- Задания для выполнения
1. Почему, согласно отрывку о Мао Цзэдуне в Тяньцзине, окружение не соглашалось отпустить его к людям? Объясните в одном–трех предложениях.
2. Ответьте по отрывку о Мао Цзэдуне в Тяньцзине:
(a) Какой ресторан окружили толпы?
(b) Чем были заняты крестьяне на севере Шэньси, когда с ними можно было поболтать?
(c) Сколько времени продолжалась осада?
3. Напишите продолжение отрывка о Мао Цзэдуне в Тяньцзине, начав сразу после его последнего предложения.

С той поры как слова «Мао Чжуси» и «Вань суй!» («Председатель Мао» и «Да здравствует, десять тысяч лет жизни». – Прим. перев.) стали неразделимым словосочетанием, дело обрело следующий вид: когда кричали «Мао Чжуси», то непременно сопровождали это словами «Вань суй!», а когда кричали «Вань суй», то непременно произносили «Мао Чжуси». И тогда в один миг со всех сторон как мощные потоки стекались людские толпы; начинали греметь, возносясь к небесам, крики «Вань суй!». Хотя очень многие люди в этих толпах хотели увидеть Мао Цзэдуна, но на практике это им не удавалось. Эта ситуация отличалась от того, что я наблюдал в северной части провинции Шэньси в свое время. Когда там старые крестьяне кричали «Вань суй!», то у людей, а это были люди разного возраста, на лице каждого из них было свое индивидуальное свежее живое чувство. Когда же толпа в Тяньцзине кричала «Вань суй!», то индивидуального в этом было мало; у всех на лицах было написано выражение горячей радости или даже было выражение, которое можно назвать слепым.

Кипевшие людские толпы окружили ресторан «Чжэнъянчунь». Все улицы поблизости оказались запружены людьми; движение транспорта было парализовано, а постовые из транспортной полиции тоже теснились вслед за толпой, надеясь взглянуть на председателя Мао. Мао Цзэдун хотел пойти к людям, в массы, а мы, естественно, не соглашались на это. Да и в самом деле, какой смысл был в этой ситуации идти в массы? Ведь больше не было возможности, как это было в свое время в северной части провинции Шэньси, поболтать с крестьянами, когда они носили навоз и крутили мельничные жернова, так сказать, обследовать и изучить реальное положение в обществе. Между человеком и «божеством» могли быть только отношения поклонения с одной стороны, и оказания милости, благодеяния с другой стороны.

Тут не могло быть отношений равноправных участников диалога.

Итак, с часа дня или чуть позднее и до пяти-шести часов вечера, то есть на протяжении шести часов, мы находились в осаде.

- Строки набора данных
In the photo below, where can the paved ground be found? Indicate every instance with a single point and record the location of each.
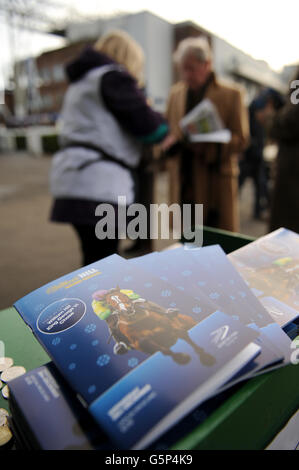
(33, 250)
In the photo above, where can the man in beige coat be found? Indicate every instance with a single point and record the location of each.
(212, 179)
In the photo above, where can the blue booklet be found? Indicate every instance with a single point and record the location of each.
(134, 348)
(270, 265)
(207, 272)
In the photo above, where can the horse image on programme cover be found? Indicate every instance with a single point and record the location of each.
(139, 324)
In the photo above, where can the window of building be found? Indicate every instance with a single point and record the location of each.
(45, 73)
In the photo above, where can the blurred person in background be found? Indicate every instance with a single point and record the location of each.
(206, 173)
(252, 164)
(284, 130)
(104, 123)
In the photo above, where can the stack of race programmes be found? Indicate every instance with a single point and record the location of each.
(142, 350)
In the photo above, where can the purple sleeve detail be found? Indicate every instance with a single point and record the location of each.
(128, 104)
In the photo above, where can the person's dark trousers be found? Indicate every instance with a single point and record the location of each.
(92, 248)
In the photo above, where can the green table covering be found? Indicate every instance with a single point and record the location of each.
(249, 419)
(20, 344)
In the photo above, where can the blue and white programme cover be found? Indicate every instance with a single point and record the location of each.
(139, 352)
(270, 265)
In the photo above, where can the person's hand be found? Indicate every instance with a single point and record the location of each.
(168, 142)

- Ответы по порядку
1. Идти в массы в такой ситуации не имело смысла: уже нельзя было, как когда-то на севере провинции Шэньси, поболтать с крестьянами за их работой и изучить реальное положение в обществе. Между человеком и «божеством» возможны были лишь отношения поклонения с одной стороны и оказания милости с другой, а не равноправный диалог.

2.
(a) Ресторан «Чжэнъянчунь».
(b) Они носили навоз и крутили мельничные жернова.
(c) Около шести часов: с часа дня или чуть позднее до пяти-шести часов вечера.

3.
Военный округ с помощью силы, то есть целого взвода солдат, пробился через людские толпы, подогнал автомашину марки «Варшава» к дверям ресторана «Чжэнъянчунь». Группа пышащих здоровьем бойцов без всяких церемоний под своей охраной посадила Мао Цзэдуна в автомобиль. Машина эта очень тесная. В обычных условиях Мао Цзэдун там внутри не смог бы разместиться. Однако в тот день бойцы насильно втиснули его туда. Затем по-прежнему бойцы впереди расчищали путь, а сзади подталкивали машину и так, наконец, прорвали окружение. После этого происшествия на месте событий были собраны семь с половиной корзин с обувью, головными уборами, авторучками и часами, которые потеряли люди в толпе.

В Бэйдайхэ Мао Цзэдун из-за того, что люди кричали ему «Вань суй!» и он не мог запросто поговорить с ними, сердился и нервничал.

А на сей раз, встретившись с горячими приветствиями жителей Тяньцзиня, увидев толпы людей, которые сжимались как безумные, Мао Цзэдун не без упоения сказал только одну фразу: «Вот и еще одна Пагода Желтого журавля» (у этой пагоды в Учане толпа надолго плотно окружила Мао Цзэдуна. – Прим. пер.).


9. Был ли Мао Цзэдун действительно «человеком очень от земли»?

Именно «от земли». «От земли» с восклицательным знаком. […] В том, как человек одевается, прежде всего выражается его натура; сразу же можно увидеть, «от земли» он или же он ориентирован на нечто «заморское», не на свое природное. Вот я сначала расскажу о нескольких мелких случаях, которые имеют к этому отношение.

Мао Цзэдун никогда не надевал новую обувь. Когда появлялась новая пара обуви, он всегда просил разносить ее или бойцов охраны, или телохранителей. А когда обувь становилась поношенной, он ее забирал обратно и носил сам.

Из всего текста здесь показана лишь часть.